- Article
-- -- --

La loi dite de « Sécurité Globale », examinée à partir du 17 novembre, vise à « intégrer plus directement l’ensemble des acteurs de la sécurité et de la sûreté autour d’un continuum de sécurité » afin de faire face aux « nouveaux défis à relever pour la sécurité des français. ». Après 32 lois sur la délinquance et 16 lois sur le terrorisme en 30 ans, cette prétention à produire une loi globale sur la sécurité feraient sourire si les dispositions ne menaçaient pas plusieurs droits fondamentaux.

Ce texte suscite une levée de boucliers de la part des associations de défense des droits de l’homme. Les très contestées restrictions envisagées à la diffusion d’images des agents des forces de sécurité dans l’exercice de leur fonction, inscrites à l’article 24, ne sont en effet qu’une des facettes de ce texte.

Cent cinq associations, syndicats ont signé, dont la FSU, le 12 novembre, un appel intitulé « contre la loi Sécurité globale, défendons le droit de manifester ». La FSU a clairement pris position contre cette dérive étatique et demande l’abandon de ce projet de loi. Il en va de notre conception des libertés fondamentales et du fonctionnement de la démocratie.

 Décryptage

1 : Police Municipale : de nouveaux pouvoirs

On y trouve également des dispositions pour renforcer les pouvoirs des polices municipales et des agents de sécurité privés, autoriser l’utilisation de drones, étendre et optimiser l’usage des caméras-piétons portées par les policiers lors des interventions, permettre ces derniers de conserver leurs armes, quand ils ne sont plus en service, y compris dans les lieux accueillant du public. Ce texte brasse large, trop même pour ne pas être suspect.

2 : Sécurité privée : des conditions d’embauche durcies

Dans son 2nd titre, composé de 22 articles, la proposition de loi s’attache à mieux structurer et encadrer le secteur de la sécurité privée. Dans ces dispositions censées moraliser ce secteur, l’article 10 exclut des métiers de la sécurité les étrangers détenteurs d’un titre de séjour de moins de 5 ans ; un point contesté par la Défenseure des droits.

-- -- --

- Jeu de données
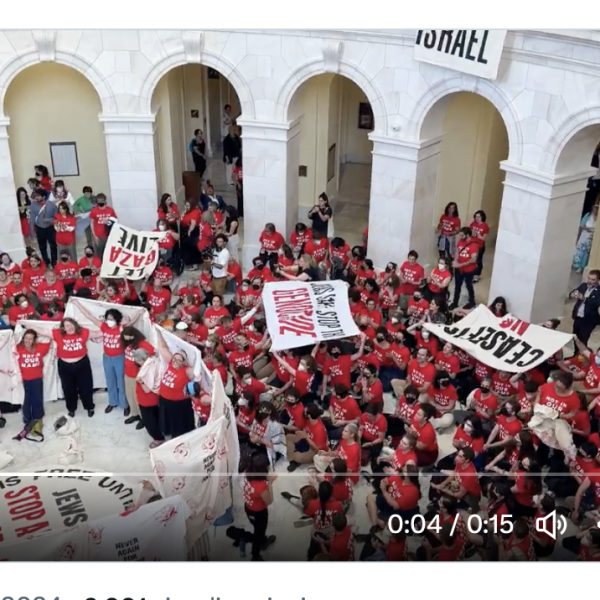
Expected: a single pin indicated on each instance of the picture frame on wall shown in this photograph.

-- -- --

- Liste des tâches
A) Recopiez, s'il vous plaît, le passage de l'article qui commence par « La loi dite » et se poursuit jusqu'à « de ce texte. ».
B) Répondez aux questions suivantes d'après l'article :
(i) Combien de lois sur le terrorisme ont été adoptées en 30 ans ?
(ii) À quelle date l'appel « contre la loi Sécurité globale, défendons le droit de manifester » a-t-il été signé ?
(iii) De combien d'articles se compose le 2nd titre de la proposition de loi ?

- Résultats des tâches
A)
La loi dite de « Sécurité Globale », examinée à partir du 17 novembre, vise à « intégrer plus directement l’ensemble des acteurs de la sécurité et de la sûreté autour d’un continuum de sécurité » afin de faire face aux « nouveaux défis à relever pour la sécurité des français. ». Après 32 lois sur la délinquance et 16 lois sur le terrorisme en 30 ans, cette prétention à produire une loi globale sur la sécurité feraient sourire si les dispositions ne menaçaient pas plusieurs droits fondamentaux.

Ce texte suscite une levée de boucliers de la part des associations de défense des droits de l’homme. Les très contestées restrictions envisagées à la diffusion d’images des agents des forces de sécurité dans l’exercice de leur fonction, inscrites à l’article 24, ne sont en effet qu’une des facettes de ce texte.

B)
(i) 16 lois.
(ii) Le 12 novembre.
(iii) 22 articles.